Given instruction:
Arrange the data below as a two-column Markdown table, with Row holding each line's number and Line holding the line itself. Skip any blank lines.

==== Task material

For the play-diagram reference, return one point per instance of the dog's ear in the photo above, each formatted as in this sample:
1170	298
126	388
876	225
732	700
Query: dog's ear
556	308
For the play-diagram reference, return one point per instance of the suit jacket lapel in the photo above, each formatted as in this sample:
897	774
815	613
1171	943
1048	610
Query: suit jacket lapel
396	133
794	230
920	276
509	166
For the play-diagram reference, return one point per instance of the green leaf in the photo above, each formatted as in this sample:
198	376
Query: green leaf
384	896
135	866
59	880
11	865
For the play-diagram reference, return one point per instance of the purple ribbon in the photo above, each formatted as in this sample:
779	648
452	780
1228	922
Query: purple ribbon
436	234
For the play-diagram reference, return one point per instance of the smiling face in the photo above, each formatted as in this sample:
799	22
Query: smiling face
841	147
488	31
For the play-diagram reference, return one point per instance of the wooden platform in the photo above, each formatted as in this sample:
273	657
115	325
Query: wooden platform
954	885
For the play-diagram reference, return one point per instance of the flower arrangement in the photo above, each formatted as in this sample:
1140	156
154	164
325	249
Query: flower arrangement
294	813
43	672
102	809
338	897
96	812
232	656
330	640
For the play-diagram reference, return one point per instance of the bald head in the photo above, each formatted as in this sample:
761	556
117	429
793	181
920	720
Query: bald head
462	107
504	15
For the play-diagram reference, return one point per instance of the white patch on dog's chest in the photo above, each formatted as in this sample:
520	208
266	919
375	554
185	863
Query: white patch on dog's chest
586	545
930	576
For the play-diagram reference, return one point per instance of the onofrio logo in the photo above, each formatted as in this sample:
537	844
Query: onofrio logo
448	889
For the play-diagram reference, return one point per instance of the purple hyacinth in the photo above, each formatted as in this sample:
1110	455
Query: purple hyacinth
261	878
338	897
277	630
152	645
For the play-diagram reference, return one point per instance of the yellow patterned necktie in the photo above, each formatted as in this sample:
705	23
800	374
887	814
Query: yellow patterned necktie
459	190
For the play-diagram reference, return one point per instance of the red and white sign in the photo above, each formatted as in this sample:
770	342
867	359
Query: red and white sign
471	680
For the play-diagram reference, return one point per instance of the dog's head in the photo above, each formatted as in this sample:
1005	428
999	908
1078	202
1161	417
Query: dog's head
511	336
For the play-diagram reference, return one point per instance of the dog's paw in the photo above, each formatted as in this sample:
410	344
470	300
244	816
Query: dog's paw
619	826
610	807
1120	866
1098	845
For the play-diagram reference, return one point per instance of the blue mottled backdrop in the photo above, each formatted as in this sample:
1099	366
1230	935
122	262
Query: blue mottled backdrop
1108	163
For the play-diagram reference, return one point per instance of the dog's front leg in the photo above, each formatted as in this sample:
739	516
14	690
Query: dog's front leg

========

Solution to the problem:
| Row | Line |
|---|---|
| 1 | For the play-diagram reference, return one point per instance of the dog's ear in the photo above, each formatted as in this sample: |
| 2 | 1170	298 |
| 3 | 126	388 |
| 4 | 876	225 |
| 5 | 732	700 |
| 6 | Query: dog's ear |
| 7 | 556	308 |
| 8 | For the play-diagram reference, return one point per instance of the suit jacket lapel in the photo above, each formatted as in this sample: |
| 9 | 897	774 |
| 10 | 815	613 |
| 11 | 1171	943 |
| 12 | 1048	610 |
| 13 | Query: suit jacket lapel |
| 14 | 396	133 |
| 15 | 794	230 |
| 16 | 920	276 |
| 17 | 509	166 |
| 18 | For the play-diagram reference, return one point per instance of the green leaf in the photo above, each formatted as in this sample: |
| 19 | 198	376 |
| 20 | Query: green leaf |
| 21 | 384	896 |
| 22 | 135	866 |
| 23 | 59	880 |
| 24 | 11	865 |
| 25 | For the play-diagram reference, return one point per instance of the purple ribbon in the photo above, each formatted as in this sample: |
| 26 | 779	648 |
| 27 | 452	780 |
| 28 | 1228	922 |
| 29 | Query: purple ribbon |
| 30 | 436	234 |
| 31 | For the play-diagram reference, return one point per instance of the smiling face in the photo above, each formatted as in this sample: |
| 32 | 799	22 |
| 33 | Query: smiling face |
| 34 | 841	147 |
| 35 | 488	31 |
| 36 | For the play-diagram reference, return one point per instance of the wooden platform in the photo above, each formatted as in this sample: |
| 37 | 273	657 |
| 38 | 115	325 |
| 39 | Query: wooden platform |
| 40 | 954	885 |
| 41 | For the play-diagram reference, return one point per instance of the flower arrangement in the photo above, each formatted as in this sample: |
| 42 | 1140	156 |
| 43 | 154	164 |
| 44 | 325	249 |
| 45 | Query: flower arrangement |
| 46 | 294	813 |
| 47 | 43	672 |
| 48 | 102	809 |
| 49 | 338	897 |
| 50 | 96	812 |
| 51 | 232	656 |
| 52 | 330	640 |
| 53 | For the play-diagram reference, return one point per instance of the bald head in the photo above, each formatted as in this sample: |
| 54 | 761	556 |
| 55 | 117	429 |
| 56 | 793	181 |
| 57 | 920	720 |
| 58 | Query: bald head |
| 59 | 462	107 |
| 60 | 504	15 |
| 61 | For the play-diagram reference, return one point per instance of the white patch on dog's chest in the photo above, each formatted as in this sample: |
| 62 | 520	208 |
| 63 | 266	919 |
| 64 | 375	554 |
| 65 | 185	863 |
| 66 | Query: white patch on dog's chest |
| 67 | 586	545 |
| 68 | 930	576 |
| 69 | For the play-diagram reference, return one point per instance of the onofrio logo in the photo above, each formatted as in this sample: |
| 70 | 537	844 |
| 71 | Query: onofrio logo |
| 72 | 448	889 |
| 73 | For the play-diagram reference, return one point per instance of the purple hyacinth in the photo above, each formatted as in this sample: |
| 74 | 1110	455 |
| 75 | Query: purple hyacinth |
| 76 | 261	878 |
| 77 | 338	897 |
| 78 | 277	630 |
| 79 | 152	645 |
| 80 | For the play-diagram reference, return one point per instance of the yellow patterned necktie in the photo above, each formatted as in this sample: |
| 81 | 705	23 |
| 82 | 800	374 |
| 83 | 887	814 |
| 84 | Query: yellow patterned necktie |
| 85 | 459	190 |
| 86 | For the play-diagram reference, return one point per instance of the red and white sign in the photo above, each formatted as in this sample: |
| 87 | 770	342 |
| 88 | 867	359 |
| 89 | Query: red and white sign |
| 90 | 471	680 |
| 91 | For the play-diagram reference, return one point per instance of the dog's head in the photo above, each formatted as in this sample: |
| 92 | 1005	428 |
| 93 | 999	908 |
| 94 | 1078	202 |
| 95 | 1161	417 |
| 96 | Query: dog's head |
| 97 | 511	336 |
| 98 | For the play-diagram reference, return one point per instance of the dog's paw in the photo above, each formatted as in this sample: |
| 99 | 410	344 |
| 100 | 470	300 |
| 101 | 244	816 |
| 102 | Query: dog's paw |
| 103 | 619	826 |
| 104 | 610	807 |
| 105 | 1120	866 |
| 106 | 1098	845 |
| 107 | For the play-diagram reference, return one point per instance of the blue mottled backdrop in the photo above, each formatted as in this sample: |
| 108 | 1099	366 |
| 109 | 1230	935 |
| 110 | 122	262 |
| 111 | Query: blue mottled backdrop |
| 112 | 1108	163 |
| 113 | For the play-diagram reference, return one point per instance of the dog's front leg in the photo above, each formatted as in this sample: |
| 114 | 739	516 |
| 115 | 14	690 |
| 116 | Query: dog's front leg |